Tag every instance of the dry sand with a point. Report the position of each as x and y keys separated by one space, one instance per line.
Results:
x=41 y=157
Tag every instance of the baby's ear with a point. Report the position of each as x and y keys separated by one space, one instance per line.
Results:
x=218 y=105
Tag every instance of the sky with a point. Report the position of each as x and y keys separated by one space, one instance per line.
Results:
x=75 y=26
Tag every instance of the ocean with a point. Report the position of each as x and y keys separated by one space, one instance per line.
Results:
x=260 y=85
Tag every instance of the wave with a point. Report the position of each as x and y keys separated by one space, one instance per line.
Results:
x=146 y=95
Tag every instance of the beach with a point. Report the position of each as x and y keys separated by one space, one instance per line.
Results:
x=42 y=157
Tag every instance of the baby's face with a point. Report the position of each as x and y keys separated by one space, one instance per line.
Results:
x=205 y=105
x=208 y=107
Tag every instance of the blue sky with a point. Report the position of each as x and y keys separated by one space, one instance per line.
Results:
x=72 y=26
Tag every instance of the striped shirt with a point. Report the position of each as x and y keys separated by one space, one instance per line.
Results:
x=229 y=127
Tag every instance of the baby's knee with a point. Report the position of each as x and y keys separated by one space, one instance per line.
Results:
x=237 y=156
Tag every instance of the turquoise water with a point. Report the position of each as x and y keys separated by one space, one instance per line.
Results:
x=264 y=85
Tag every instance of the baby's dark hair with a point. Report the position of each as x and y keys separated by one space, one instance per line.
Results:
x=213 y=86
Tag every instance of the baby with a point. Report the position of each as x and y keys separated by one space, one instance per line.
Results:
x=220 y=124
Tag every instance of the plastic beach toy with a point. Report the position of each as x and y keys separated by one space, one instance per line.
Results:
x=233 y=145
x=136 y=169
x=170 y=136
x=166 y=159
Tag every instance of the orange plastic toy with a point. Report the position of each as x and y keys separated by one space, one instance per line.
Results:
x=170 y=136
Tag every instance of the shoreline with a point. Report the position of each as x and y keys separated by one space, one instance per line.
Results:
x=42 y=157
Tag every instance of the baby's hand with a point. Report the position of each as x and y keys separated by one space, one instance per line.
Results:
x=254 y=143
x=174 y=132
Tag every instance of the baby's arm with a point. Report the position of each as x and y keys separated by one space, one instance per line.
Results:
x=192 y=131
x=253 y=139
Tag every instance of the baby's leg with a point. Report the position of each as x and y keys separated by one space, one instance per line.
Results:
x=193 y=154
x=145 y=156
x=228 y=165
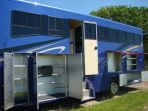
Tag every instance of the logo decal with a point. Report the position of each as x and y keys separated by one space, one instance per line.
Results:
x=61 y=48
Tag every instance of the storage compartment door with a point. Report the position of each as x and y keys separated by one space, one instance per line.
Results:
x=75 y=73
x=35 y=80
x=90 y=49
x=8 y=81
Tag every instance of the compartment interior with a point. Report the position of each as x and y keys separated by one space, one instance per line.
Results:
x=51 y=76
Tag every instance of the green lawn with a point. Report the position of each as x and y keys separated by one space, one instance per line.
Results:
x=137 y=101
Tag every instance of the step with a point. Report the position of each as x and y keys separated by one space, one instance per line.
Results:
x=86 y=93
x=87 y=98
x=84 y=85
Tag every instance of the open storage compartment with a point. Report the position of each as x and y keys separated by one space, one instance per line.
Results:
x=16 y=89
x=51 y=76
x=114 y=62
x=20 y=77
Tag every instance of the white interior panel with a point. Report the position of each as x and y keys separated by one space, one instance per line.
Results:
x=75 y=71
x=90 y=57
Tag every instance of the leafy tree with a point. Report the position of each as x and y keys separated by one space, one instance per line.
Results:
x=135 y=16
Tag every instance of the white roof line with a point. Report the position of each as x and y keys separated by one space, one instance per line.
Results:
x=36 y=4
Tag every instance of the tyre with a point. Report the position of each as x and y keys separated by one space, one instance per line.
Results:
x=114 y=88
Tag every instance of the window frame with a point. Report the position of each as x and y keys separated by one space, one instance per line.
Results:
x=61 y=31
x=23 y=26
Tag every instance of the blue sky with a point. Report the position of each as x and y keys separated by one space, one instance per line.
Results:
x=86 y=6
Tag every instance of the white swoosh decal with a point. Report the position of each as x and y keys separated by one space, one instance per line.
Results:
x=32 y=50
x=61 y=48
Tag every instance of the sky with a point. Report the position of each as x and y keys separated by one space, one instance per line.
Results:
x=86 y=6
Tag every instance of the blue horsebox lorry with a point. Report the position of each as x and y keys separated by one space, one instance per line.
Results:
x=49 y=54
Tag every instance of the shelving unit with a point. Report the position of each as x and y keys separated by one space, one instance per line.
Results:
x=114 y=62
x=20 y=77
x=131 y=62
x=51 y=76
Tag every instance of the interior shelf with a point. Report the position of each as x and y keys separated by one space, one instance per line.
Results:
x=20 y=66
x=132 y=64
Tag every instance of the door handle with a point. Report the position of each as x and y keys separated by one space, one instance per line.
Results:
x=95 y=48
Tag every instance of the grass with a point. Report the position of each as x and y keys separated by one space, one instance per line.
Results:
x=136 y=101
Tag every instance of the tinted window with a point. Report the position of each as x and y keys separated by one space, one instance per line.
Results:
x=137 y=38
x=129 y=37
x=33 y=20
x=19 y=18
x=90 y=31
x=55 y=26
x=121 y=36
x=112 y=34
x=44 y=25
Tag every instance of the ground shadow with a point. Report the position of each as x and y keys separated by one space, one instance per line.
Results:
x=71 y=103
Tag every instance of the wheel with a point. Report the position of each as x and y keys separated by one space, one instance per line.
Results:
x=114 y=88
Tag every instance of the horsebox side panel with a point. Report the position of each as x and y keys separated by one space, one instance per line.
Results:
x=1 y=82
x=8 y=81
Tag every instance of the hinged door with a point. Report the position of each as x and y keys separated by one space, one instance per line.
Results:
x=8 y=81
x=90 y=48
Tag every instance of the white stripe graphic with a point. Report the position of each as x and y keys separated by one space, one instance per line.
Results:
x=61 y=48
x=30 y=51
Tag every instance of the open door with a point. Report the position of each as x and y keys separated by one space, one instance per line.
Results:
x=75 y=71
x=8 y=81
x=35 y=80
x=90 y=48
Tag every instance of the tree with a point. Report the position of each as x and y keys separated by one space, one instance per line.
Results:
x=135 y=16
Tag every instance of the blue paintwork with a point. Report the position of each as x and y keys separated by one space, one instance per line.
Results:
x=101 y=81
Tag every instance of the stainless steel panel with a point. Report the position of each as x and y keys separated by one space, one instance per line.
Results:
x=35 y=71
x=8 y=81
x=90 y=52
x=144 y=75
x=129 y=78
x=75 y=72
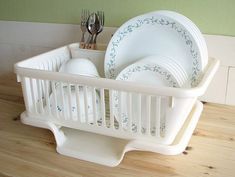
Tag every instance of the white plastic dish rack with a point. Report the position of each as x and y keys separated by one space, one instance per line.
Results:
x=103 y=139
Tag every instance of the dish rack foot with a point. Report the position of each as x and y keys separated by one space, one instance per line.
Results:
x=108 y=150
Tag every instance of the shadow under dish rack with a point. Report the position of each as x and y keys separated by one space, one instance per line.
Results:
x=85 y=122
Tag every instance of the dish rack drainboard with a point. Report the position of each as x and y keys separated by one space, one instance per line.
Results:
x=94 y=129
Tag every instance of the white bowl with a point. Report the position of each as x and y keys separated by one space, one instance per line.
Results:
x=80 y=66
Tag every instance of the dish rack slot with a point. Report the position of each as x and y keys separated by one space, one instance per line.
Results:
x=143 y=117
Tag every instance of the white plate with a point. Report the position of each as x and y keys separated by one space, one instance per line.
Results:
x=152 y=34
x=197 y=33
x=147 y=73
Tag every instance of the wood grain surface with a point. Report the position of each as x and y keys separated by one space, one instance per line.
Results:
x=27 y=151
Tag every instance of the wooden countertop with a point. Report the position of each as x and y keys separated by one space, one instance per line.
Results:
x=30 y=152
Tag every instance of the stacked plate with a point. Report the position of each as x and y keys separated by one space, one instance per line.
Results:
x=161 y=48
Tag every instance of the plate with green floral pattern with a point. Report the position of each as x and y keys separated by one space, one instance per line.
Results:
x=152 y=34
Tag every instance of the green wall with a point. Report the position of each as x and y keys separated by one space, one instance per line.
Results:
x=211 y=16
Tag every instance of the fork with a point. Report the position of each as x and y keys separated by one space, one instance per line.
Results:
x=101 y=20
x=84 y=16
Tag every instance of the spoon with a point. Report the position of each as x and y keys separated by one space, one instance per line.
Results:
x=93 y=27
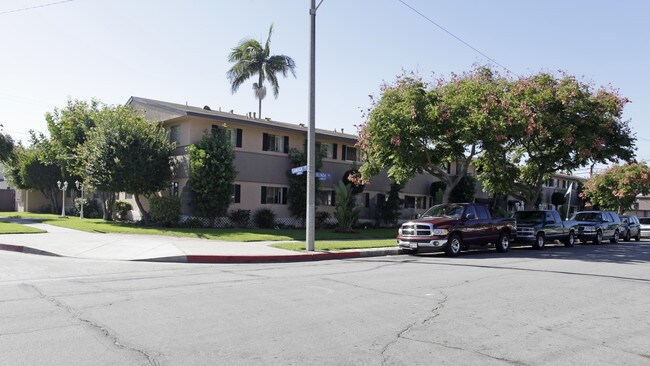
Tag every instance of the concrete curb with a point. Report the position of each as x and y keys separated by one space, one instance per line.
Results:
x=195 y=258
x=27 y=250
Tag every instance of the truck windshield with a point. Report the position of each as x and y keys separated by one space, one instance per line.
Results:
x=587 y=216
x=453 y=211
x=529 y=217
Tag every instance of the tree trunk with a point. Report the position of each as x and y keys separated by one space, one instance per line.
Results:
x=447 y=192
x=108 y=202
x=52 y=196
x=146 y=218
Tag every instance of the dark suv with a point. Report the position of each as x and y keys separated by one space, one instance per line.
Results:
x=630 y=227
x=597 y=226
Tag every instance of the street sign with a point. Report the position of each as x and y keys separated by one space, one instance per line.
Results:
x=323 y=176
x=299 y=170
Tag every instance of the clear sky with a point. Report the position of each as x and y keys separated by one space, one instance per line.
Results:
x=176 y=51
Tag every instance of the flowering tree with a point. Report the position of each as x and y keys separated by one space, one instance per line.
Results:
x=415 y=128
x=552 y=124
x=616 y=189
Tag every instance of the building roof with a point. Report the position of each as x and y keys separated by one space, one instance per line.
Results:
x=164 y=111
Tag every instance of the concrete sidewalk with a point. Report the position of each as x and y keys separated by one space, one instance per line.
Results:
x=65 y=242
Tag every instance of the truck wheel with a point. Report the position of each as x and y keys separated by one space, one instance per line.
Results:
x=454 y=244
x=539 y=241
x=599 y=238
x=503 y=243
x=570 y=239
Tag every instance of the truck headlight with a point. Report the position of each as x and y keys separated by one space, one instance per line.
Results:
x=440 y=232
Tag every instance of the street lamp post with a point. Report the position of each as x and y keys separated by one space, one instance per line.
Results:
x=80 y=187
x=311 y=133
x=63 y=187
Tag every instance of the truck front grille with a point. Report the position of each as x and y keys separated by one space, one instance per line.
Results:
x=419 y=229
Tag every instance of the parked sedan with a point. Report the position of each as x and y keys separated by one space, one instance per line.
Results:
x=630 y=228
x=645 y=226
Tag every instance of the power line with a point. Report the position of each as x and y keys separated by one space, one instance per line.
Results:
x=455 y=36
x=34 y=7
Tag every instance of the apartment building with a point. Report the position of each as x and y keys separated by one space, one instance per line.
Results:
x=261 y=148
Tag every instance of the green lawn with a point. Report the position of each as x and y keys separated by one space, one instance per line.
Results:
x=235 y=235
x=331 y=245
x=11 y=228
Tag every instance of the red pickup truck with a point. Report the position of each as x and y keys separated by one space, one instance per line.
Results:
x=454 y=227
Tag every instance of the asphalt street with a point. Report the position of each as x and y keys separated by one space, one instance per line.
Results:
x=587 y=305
━━━━
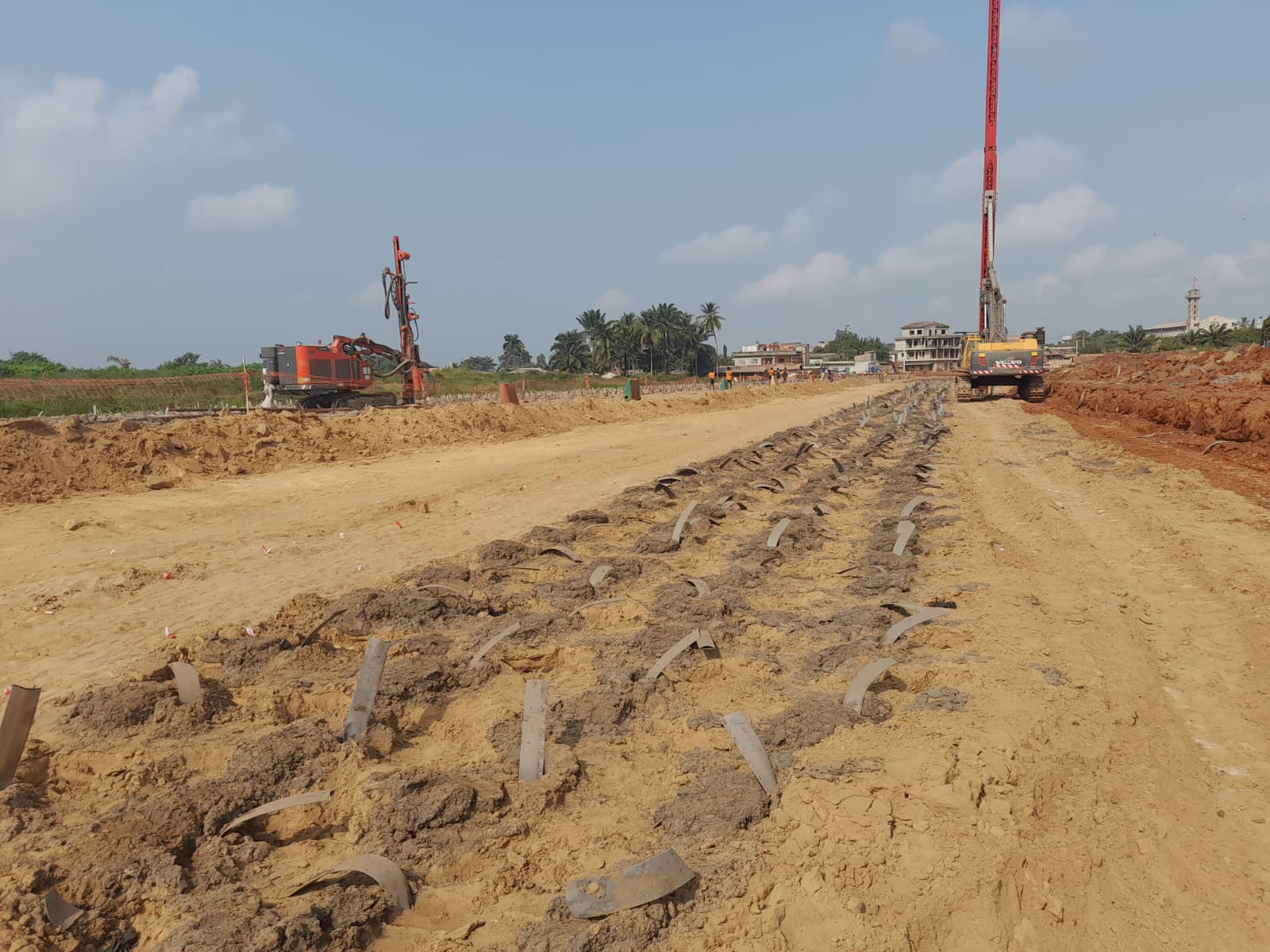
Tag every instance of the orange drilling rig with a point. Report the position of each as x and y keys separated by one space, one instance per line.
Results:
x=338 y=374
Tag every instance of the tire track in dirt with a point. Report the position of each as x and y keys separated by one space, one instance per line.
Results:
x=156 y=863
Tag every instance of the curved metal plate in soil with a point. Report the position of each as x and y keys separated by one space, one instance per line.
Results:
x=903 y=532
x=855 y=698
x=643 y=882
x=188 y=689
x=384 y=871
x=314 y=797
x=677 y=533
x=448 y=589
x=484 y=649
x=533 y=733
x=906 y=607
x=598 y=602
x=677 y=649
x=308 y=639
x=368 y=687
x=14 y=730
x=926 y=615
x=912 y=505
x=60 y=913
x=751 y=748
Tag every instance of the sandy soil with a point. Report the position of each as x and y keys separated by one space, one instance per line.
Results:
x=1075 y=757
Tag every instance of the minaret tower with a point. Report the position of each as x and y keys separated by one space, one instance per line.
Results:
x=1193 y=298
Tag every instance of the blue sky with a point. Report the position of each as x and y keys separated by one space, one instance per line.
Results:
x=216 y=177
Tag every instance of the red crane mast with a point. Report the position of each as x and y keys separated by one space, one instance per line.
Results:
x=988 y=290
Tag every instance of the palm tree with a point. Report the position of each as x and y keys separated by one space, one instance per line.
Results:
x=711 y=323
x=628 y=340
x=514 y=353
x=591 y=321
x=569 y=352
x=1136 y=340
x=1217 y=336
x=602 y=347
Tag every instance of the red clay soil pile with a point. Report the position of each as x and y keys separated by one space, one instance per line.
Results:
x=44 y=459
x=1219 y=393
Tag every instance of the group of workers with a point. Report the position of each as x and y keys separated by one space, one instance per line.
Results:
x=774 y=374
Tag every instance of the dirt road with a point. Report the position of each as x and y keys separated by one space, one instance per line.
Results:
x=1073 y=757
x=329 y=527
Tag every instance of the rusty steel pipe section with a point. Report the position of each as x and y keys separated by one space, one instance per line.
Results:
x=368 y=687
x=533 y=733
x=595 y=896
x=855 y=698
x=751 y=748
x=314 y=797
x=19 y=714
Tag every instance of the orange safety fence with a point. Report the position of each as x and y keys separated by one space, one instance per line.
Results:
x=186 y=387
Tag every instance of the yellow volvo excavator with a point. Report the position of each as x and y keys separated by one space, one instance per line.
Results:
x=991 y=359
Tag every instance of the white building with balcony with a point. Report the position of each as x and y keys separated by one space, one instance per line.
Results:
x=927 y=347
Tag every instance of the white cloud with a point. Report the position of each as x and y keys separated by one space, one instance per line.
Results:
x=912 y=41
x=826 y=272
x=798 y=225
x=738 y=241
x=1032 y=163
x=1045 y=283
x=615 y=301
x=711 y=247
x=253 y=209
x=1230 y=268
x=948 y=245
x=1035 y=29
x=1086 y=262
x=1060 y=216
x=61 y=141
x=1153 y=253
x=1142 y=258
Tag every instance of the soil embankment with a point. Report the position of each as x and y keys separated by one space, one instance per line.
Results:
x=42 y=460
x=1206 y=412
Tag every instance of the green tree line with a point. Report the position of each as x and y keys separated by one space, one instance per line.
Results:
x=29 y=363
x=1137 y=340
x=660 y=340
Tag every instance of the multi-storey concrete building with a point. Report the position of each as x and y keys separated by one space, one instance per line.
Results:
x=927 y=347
━━━━
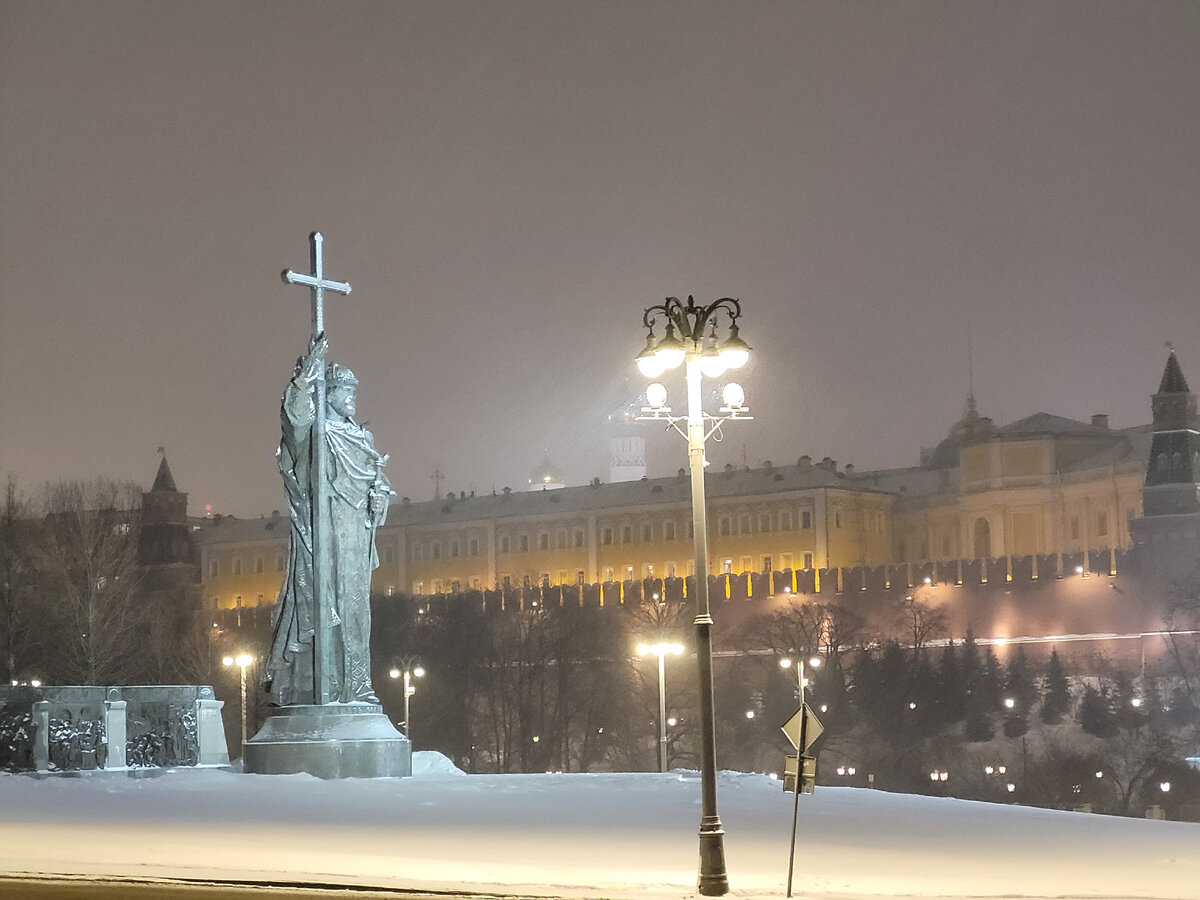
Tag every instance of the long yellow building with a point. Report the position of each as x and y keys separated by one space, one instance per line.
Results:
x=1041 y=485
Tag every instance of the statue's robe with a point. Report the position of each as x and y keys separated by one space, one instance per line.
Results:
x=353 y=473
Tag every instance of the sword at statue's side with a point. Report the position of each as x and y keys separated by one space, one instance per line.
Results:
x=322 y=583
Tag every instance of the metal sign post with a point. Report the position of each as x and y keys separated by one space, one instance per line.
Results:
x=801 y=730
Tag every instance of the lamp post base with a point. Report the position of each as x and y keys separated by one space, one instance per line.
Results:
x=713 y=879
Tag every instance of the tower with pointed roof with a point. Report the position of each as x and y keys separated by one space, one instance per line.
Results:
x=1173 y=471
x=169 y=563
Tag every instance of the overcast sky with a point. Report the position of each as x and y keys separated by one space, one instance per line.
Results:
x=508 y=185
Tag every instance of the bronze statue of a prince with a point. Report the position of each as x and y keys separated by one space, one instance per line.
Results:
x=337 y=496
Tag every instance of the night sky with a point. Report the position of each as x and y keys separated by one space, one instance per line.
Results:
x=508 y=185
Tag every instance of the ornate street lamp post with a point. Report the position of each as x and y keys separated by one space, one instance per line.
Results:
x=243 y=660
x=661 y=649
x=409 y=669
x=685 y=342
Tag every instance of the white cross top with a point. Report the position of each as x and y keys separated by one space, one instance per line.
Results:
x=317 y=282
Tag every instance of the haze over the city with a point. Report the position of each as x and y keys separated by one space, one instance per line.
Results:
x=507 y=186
━━━━
__Activity__. From the data above, copy out every line with the string "white" in it.

__Exercise output__.
Tag every instance of the white interior panel with a point. Report the position of each as x and y keys separated by one space, one instance per line.
Tag every instance of the white roof line with a point. Report the position of each as x and y keys separated by one space, one instance per line.
Tag every instance of the white swoosh decal with a point. Report the position of each as x and y keys separated by one space, one instance per line.
Tag every instance of the white stripe graphic with a point. Report the position of each as x and y keys separated by one space, one instance per line.
Tag every instance of the white plastic dish rack with a point. Report the position of each as x and y keys separated by one space, one instance per line.
Tag every instance of the white bowl with a point. Report the position of each as x and y keys separated by one space, one instance per line.
Tag every instance of the white plate with a point. Report the position of each as x and y keys separated by one space, one instance per line.
Tag every instance of the white building with balcony with a point. Report the position of each as x and y keys separated by one space, one instance per line.
Tag every instance of the white cloud with a point. Report the position of each as x and y keys separated by one space, one instance per line.
Tag every instance of the white cross top with a point. Report the position of each as x and y keys separated by one space, one instance per line.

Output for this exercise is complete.